__Excerpts of pointing data__
◆ ◆ ◆
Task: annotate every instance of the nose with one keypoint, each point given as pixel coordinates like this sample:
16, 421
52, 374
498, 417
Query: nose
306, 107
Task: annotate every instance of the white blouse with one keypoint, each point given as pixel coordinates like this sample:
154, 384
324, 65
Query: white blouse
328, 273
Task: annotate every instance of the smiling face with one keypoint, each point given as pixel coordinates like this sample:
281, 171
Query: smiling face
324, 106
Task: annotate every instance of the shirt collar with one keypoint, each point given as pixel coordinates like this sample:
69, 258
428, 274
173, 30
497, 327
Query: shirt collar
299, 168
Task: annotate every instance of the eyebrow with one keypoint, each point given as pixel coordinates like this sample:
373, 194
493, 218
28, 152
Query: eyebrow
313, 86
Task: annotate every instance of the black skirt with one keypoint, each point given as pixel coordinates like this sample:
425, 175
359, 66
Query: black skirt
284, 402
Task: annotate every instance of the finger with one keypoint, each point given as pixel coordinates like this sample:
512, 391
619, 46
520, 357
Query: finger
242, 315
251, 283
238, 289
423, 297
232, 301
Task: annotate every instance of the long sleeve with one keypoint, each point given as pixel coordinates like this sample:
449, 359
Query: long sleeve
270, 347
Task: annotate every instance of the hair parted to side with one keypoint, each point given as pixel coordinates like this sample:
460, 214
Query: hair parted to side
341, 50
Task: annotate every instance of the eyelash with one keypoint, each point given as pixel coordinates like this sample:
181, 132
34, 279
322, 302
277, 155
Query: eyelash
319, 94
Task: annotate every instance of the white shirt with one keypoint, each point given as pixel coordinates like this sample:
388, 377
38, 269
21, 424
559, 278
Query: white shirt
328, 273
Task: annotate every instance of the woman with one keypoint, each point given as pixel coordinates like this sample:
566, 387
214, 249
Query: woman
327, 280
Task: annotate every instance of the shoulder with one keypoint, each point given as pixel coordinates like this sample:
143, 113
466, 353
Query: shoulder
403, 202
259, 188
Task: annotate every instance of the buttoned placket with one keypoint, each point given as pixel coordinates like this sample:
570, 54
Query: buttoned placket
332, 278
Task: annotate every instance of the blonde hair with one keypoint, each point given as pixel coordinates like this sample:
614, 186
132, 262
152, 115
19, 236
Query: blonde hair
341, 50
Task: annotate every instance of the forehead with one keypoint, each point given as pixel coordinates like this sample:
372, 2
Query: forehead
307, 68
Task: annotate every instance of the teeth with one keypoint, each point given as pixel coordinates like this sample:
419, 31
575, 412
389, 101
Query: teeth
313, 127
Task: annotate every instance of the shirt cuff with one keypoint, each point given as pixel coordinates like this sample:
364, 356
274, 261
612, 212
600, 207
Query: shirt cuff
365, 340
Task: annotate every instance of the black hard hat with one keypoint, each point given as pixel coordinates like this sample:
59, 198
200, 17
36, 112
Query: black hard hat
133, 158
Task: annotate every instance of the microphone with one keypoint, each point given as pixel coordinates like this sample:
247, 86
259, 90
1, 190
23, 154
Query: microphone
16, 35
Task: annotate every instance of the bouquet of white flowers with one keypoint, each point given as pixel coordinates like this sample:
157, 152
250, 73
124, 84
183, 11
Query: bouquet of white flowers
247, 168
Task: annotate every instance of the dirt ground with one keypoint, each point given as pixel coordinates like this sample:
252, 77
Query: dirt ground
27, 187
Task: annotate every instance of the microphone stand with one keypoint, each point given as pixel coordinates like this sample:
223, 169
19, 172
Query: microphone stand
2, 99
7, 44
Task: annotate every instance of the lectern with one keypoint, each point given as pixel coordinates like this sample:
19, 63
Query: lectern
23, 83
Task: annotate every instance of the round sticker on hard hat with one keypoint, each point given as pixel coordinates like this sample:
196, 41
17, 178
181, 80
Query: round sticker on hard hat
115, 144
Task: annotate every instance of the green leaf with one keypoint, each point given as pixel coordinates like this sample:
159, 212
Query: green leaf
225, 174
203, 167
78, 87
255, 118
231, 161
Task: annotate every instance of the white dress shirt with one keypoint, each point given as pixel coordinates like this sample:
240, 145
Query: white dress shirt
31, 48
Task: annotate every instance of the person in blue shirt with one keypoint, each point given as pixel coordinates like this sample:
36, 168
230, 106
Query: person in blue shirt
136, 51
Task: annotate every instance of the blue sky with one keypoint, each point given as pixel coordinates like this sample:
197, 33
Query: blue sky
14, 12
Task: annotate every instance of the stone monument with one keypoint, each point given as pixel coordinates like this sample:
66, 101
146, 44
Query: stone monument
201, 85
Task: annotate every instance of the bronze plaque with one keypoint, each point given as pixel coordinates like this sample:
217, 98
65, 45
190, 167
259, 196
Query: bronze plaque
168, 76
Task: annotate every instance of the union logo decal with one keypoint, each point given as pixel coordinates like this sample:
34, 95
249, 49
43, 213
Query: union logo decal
◆ ◆ ◆
__To do__
Repeat the records above exactly, from the first line to the last.

__Correct response__
Task: annotate every instance of the nose with one keypoint, each point given as pixel coordinates like this sample:
16, 421
52, 374
498, 417
Query: nose
306, 107
Task: annotate every instance of the white blouse with one keypoint, each point given as pixel coordinates like this sample:
154, 384
324, 65
Query: white blouse
328, 273
Task: annotate every instance of the smiling face with one keypoint, each point given as pixel coordinates like this sample:
281, 171
Query: smiling face
324, 106
Task: annotate every instance of the shirt collar with one keypoint, each point given as pixel coordinates like this sample:
69, 258
428, 274
173, 30
497, 327
Query: shirt collar
299, 168
Task: annotate every instance of the eyebrow with one keypoint, each point given as pixel coordinates like this sample:
373, 194
493, 218
28, 152
Query: eyebrow
313, 86
Task: annotate every instance of the black skirt with one keypoint, each point given as pixel coordinates like this sample:
425, 175
359, 66
Query: black skirt
284, 402
Task: annotate every instance of the finger with one keypoint, each point given as pixel coordinates like this sample:
512, 391
619, 46
520, 357
Query: finger
242, 315
251, 283
238, 289
423, 297
232, 301
Task: annotate every instance of the long sleeve with one keypoint, each point given as pixel coordinates like this sample:
449, 359
Query: long sleeve
270, 347
Task: annotate every instance of the hair parted to side with one keypoint, each point given as pixel coordinates like this sample:
460, 214
Query: hair parted to side
341, 50
Task: annotate every instance of the eyelash with one keypoint, each point given as pixel coordinates like this sample:
181, 132
34, 279
322, 302
277, 155
Query: eyelash
319, 94
Task: annotate every instance of the white shirt with one keypoint, each point given as pixel coordinates like this sample:
388, 377
38, 269
21, 424
559, 278
Query: white shirt
328, 273
Task: annotate every instance of the woman with one keypoint, each point given as pixel coordinates like this sample:
566, 387
214, 249
Query: woman
327, 280
Task: annotate every instance of the shoulder with one keypoint, each point given as pixel coordinates like this sample:
143, 113
466, 353
Query: shoulder
403, 202
259, 188
Task: annotate every instance of the buttoned placket with one keypoint, each point given as pixel coordinates like this sample:
570, 54
Query: buttoned placket
332, 278
Task: annotate every instance of the blonde hair with one keypoint, each point given as pixel coordinates like this sample:
614, 186
132, 262
152, 115
19, 236
Query: blonde hair
341, 50
Task: annotate every instance of the forehead with one keypoint, each point given as pixel coordinates like this sample:
372, 2
Query: forehead
307, 68
Task: annotate every instance of the teeth with one keypoint, each point given as pixel coordinates like this sample:
419, 31
575, 412
389, 101
Query: teeth
313, 127
Task: annotate every instance of the shirt cuff with one keypoint, each point given as pixel coordinates like this sample:
364, 356
274, 261
612, 212
600, 207
Query: shirt cuff
365, 340
Task: annotate every instance of the black hard hat with one keypoint, each point given as pixel coordinates like this sample:
59, 198
200, 17
36, 112
Query: black hard hat
133, 158
Task: annotate every instance of the microphone with one keypoint, each point given as pixel coordinates like this sample:
247, 86
259, 90
1, 190
23, 154
Query: microphone
16, 35
Task: annotate every instance of the bouquet of white flowers with one keypoint, each point given as pixel coordinates like this sample:
157, 152
250, 73
124, 84
183, 11
Query: bouquet of white flowers
247, 168
Task: annotate every instance of the dirt ground with one keypoint, each point given as pixel coordinates like this sample:
252, 77
Query: dirt ground
27, 187
Task: annotate every instance of the microphone stand with one keypoint, each point given as pixel coordinates like this sample:
223, 169
19, 172
Query: microphone stand
2, 99
7, 44
Task: annotate every instance of the lectern with one keypoint, each point given as pixel coordinates like this sample:
19, 63
Query: lectern
23, 83
Task: annotate every instance of the round sticker on hard hat with one keypoint, each point given as pixel coordinates like this sample:
196, 41
17, 178
181, 80
Query: round sticker on hard hat
115, 144
Task: annotate every instance of the green leaf with one keypoint, each point given as pixel coordinates like this sample:
159, 212
Query: green leaf
225, 174
203, 167
78, 87
255, 118
231, 161
Task: annotate every instance of the white dress shirt with one keypoint, each point given as pixel coordinates like this sample:
240, 145
Query: white dress shirt
31, 48
Task: annotate every instance of the person in blue shirt with one keypoint, each point given as pixel coordinates like this sample:
36, 168
230, 106
Query: person in blue shirt
136, 51
Task: annotate every instance of the blue sky with one keypoint, each point given as pixel coordinates like this sample:
197, 33
Query: blue sky
14, 12
Task: annotate every instance of the stone monument with one keypoint, each point given as pixel coordinates like this sample:
66, 101
146, 44
Query: stone monument
201, 85
Task: annotate every instance of the bronze plaque with one keypoint, each point given as pixel coordinates like this sample:
217, 98
65, 45
190, 167
259, 196
Query: bronze plaque
168, 76
Task: annotate every instance of the union logo decal with one keypoint, each point given as pixel coordinates like this sample:
34, 95
249, 49
43, 213
Query: union logo decal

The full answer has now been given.